### [What is needed]
The expected output is a copy of every line in the records with the string "tusks".

---------------

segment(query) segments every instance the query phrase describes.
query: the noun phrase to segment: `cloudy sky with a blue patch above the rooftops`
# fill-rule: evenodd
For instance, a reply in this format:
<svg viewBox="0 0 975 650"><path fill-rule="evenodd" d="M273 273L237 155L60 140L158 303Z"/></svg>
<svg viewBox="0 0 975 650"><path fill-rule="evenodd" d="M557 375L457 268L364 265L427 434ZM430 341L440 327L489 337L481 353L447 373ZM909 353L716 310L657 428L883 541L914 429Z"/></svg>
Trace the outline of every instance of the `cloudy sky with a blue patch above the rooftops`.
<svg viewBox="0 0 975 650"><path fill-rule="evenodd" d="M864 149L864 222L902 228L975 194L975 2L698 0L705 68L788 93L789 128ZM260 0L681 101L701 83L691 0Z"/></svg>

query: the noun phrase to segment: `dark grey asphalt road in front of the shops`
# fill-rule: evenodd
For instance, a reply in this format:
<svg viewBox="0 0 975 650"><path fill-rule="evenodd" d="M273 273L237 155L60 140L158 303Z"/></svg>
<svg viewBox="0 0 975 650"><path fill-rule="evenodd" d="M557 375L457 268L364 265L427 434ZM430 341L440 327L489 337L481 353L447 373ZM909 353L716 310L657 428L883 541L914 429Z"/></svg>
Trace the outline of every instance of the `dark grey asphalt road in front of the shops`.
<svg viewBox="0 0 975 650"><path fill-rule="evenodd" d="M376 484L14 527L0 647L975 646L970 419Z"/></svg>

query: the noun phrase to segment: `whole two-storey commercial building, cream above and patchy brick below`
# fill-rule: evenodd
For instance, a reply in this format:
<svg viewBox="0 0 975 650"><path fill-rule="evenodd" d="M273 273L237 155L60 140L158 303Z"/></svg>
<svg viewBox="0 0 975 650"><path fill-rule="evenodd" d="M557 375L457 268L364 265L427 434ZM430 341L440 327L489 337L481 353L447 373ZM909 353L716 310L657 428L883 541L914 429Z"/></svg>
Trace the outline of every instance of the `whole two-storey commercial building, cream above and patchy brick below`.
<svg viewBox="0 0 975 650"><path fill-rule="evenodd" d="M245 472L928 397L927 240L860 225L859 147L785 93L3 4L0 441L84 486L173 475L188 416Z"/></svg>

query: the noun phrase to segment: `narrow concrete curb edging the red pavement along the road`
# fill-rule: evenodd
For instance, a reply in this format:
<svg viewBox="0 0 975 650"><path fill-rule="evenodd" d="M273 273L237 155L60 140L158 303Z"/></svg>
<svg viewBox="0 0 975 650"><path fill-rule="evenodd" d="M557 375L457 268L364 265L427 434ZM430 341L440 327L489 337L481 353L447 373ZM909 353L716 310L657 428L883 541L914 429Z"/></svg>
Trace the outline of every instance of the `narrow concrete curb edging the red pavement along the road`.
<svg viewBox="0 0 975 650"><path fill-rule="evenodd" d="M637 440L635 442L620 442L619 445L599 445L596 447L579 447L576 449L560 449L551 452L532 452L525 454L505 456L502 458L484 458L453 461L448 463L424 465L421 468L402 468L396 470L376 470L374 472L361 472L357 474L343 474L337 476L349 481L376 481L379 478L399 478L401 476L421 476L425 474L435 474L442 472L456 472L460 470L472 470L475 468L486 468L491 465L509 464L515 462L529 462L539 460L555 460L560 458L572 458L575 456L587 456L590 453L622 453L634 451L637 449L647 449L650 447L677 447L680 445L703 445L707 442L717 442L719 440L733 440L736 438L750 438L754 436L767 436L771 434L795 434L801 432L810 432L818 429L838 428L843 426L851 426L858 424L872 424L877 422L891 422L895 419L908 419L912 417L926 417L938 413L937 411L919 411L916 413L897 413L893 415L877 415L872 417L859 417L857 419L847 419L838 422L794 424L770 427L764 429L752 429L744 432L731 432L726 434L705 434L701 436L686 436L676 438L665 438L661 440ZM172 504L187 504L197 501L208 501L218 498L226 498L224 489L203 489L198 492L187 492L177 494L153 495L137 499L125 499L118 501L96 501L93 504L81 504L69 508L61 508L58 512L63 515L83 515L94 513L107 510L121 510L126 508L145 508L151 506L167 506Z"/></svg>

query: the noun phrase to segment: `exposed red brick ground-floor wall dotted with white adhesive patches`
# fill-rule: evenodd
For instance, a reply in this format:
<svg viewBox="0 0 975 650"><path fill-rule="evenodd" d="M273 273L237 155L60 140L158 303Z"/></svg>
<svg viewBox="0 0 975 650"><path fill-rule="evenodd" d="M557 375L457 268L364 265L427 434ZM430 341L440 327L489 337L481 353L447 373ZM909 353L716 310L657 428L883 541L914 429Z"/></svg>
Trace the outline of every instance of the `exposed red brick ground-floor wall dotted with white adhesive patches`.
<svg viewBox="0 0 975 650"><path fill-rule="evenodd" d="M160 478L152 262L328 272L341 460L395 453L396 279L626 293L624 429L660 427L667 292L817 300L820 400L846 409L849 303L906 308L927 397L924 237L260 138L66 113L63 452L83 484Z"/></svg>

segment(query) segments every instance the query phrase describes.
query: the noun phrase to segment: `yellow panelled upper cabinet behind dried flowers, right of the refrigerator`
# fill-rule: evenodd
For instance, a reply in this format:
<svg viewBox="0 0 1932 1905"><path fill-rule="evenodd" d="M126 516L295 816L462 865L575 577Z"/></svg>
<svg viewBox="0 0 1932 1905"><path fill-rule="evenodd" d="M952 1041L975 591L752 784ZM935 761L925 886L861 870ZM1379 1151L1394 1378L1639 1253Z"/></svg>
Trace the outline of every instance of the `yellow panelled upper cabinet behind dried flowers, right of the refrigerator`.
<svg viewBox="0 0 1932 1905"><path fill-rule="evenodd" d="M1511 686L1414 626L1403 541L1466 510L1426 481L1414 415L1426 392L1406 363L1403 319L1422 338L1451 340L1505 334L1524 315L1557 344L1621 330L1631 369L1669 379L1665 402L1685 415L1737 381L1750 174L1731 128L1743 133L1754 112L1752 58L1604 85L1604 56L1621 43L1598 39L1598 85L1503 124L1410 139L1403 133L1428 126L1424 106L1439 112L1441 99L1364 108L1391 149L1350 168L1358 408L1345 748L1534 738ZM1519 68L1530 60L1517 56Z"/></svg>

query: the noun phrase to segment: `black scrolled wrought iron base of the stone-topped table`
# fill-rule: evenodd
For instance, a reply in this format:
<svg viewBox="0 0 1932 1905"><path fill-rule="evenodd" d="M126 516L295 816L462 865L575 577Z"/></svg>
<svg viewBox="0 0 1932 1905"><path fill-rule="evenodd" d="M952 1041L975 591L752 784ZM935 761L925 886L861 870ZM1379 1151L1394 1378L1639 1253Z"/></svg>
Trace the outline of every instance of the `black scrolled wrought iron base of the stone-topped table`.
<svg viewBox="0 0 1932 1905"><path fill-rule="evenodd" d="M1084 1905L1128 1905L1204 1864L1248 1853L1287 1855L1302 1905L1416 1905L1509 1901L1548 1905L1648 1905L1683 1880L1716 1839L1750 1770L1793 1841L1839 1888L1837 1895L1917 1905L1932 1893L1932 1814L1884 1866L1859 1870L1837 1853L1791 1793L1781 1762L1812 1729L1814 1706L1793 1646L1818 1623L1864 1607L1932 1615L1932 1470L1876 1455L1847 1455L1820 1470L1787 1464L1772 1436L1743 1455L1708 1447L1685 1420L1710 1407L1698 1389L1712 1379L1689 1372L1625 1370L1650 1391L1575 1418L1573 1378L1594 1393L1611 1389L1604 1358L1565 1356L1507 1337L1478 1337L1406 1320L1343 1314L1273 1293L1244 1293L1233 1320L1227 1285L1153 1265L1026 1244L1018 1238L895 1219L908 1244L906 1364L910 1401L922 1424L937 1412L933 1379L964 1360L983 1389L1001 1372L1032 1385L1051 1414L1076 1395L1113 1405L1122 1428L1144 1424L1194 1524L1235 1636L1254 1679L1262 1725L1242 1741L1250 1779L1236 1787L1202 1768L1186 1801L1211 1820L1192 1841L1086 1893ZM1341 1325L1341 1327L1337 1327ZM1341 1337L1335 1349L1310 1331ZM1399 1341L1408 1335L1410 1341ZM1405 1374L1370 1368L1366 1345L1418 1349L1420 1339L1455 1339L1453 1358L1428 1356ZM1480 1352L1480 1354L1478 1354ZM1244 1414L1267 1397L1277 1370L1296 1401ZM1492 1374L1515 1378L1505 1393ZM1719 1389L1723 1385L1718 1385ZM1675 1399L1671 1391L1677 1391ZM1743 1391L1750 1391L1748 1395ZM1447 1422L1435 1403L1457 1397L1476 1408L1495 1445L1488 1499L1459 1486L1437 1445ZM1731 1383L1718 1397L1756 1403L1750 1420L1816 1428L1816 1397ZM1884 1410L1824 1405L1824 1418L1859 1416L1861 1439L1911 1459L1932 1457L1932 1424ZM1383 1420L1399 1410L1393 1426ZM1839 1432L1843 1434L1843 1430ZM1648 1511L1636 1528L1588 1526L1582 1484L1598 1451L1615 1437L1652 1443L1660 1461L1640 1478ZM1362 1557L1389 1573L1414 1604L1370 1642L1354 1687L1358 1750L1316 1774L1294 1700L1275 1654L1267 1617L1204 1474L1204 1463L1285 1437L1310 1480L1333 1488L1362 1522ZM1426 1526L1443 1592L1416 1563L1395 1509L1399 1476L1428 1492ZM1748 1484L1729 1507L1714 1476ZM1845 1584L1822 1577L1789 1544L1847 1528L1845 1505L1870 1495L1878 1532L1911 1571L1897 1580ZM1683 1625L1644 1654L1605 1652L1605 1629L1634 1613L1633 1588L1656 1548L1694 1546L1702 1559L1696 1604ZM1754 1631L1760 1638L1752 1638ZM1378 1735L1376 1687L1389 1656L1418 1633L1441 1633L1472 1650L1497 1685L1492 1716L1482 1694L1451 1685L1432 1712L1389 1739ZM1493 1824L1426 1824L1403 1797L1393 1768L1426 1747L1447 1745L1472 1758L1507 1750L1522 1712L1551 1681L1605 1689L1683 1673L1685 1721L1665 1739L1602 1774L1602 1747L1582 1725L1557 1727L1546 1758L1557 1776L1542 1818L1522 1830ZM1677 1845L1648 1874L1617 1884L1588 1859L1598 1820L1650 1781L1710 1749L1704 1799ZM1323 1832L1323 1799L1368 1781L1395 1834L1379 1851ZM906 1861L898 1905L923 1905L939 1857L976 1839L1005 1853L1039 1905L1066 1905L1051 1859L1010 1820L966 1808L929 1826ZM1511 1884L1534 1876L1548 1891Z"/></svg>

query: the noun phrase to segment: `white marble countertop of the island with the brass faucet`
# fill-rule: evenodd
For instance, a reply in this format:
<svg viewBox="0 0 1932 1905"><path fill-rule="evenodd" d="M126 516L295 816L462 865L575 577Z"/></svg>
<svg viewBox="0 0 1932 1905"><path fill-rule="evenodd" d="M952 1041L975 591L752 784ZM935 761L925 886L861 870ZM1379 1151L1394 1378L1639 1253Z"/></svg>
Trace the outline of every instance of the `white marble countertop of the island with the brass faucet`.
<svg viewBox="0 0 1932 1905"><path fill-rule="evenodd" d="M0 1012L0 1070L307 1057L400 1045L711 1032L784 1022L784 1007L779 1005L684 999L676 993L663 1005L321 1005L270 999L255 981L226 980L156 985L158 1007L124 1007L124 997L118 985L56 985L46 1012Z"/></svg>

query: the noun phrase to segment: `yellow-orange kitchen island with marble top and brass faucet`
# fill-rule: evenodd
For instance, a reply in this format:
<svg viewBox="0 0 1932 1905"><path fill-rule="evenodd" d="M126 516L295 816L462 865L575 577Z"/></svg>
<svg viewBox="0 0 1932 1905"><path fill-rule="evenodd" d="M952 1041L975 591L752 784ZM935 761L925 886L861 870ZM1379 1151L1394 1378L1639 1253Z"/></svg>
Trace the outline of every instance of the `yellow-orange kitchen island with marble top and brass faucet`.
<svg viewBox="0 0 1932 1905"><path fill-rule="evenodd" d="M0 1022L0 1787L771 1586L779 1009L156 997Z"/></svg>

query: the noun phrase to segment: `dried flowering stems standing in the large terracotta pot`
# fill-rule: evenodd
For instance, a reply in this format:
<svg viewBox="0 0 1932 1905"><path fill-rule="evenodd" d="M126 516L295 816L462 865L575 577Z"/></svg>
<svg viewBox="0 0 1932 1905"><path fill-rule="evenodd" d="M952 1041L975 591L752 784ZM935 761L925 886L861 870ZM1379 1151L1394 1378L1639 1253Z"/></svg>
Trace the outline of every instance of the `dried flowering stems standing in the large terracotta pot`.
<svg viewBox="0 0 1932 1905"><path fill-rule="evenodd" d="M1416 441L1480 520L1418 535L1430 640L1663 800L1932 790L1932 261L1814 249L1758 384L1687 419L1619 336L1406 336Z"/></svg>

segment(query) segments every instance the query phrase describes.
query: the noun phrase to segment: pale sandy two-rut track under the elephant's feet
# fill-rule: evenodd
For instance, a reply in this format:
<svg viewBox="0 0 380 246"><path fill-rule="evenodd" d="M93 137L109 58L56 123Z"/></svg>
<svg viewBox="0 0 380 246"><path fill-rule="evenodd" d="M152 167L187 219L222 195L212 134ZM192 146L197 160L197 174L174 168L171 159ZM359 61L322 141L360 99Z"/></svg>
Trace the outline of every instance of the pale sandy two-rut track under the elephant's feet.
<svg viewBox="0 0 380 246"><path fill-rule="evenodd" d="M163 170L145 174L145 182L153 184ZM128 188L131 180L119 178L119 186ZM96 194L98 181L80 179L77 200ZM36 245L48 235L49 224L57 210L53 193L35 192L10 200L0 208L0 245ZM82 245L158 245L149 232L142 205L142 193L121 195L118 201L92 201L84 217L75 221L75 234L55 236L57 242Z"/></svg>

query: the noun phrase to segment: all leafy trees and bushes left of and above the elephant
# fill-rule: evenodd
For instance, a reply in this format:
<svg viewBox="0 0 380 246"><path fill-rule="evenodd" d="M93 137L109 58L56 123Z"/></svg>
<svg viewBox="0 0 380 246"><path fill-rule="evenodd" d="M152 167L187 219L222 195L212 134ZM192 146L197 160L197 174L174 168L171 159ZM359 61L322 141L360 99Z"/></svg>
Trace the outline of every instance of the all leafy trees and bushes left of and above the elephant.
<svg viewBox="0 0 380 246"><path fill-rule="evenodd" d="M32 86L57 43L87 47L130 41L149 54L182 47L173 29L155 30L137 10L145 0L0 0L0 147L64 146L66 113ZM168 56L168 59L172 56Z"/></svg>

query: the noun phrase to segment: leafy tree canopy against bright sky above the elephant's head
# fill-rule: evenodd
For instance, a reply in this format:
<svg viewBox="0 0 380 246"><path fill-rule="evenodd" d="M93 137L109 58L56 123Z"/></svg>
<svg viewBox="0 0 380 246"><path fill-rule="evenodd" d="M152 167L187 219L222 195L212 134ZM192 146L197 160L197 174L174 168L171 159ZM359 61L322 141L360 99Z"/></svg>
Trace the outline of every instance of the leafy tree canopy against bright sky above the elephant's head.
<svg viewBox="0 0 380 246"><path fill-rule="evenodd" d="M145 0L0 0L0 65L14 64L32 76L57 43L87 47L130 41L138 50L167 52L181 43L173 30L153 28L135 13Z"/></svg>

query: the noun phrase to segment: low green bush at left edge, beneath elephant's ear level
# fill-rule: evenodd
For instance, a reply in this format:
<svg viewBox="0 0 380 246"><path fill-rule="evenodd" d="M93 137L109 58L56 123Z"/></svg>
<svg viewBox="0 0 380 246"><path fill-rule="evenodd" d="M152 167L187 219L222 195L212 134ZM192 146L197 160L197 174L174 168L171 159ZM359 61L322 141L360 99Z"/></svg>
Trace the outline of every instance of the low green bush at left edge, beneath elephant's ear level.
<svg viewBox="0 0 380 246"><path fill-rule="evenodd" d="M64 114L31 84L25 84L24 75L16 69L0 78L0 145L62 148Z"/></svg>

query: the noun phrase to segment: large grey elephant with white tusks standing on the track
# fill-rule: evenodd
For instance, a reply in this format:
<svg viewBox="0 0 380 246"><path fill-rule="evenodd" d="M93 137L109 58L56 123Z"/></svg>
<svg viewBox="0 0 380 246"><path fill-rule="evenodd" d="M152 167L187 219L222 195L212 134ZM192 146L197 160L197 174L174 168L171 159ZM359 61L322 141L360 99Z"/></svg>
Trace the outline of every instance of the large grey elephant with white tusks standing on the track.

---------------

### [Exercise response]
query: the noun phrase to segment: large grey elephant with white tusks standing on the track
Trace the outline of every instance of the large grey elephant with white tusks standing on the track.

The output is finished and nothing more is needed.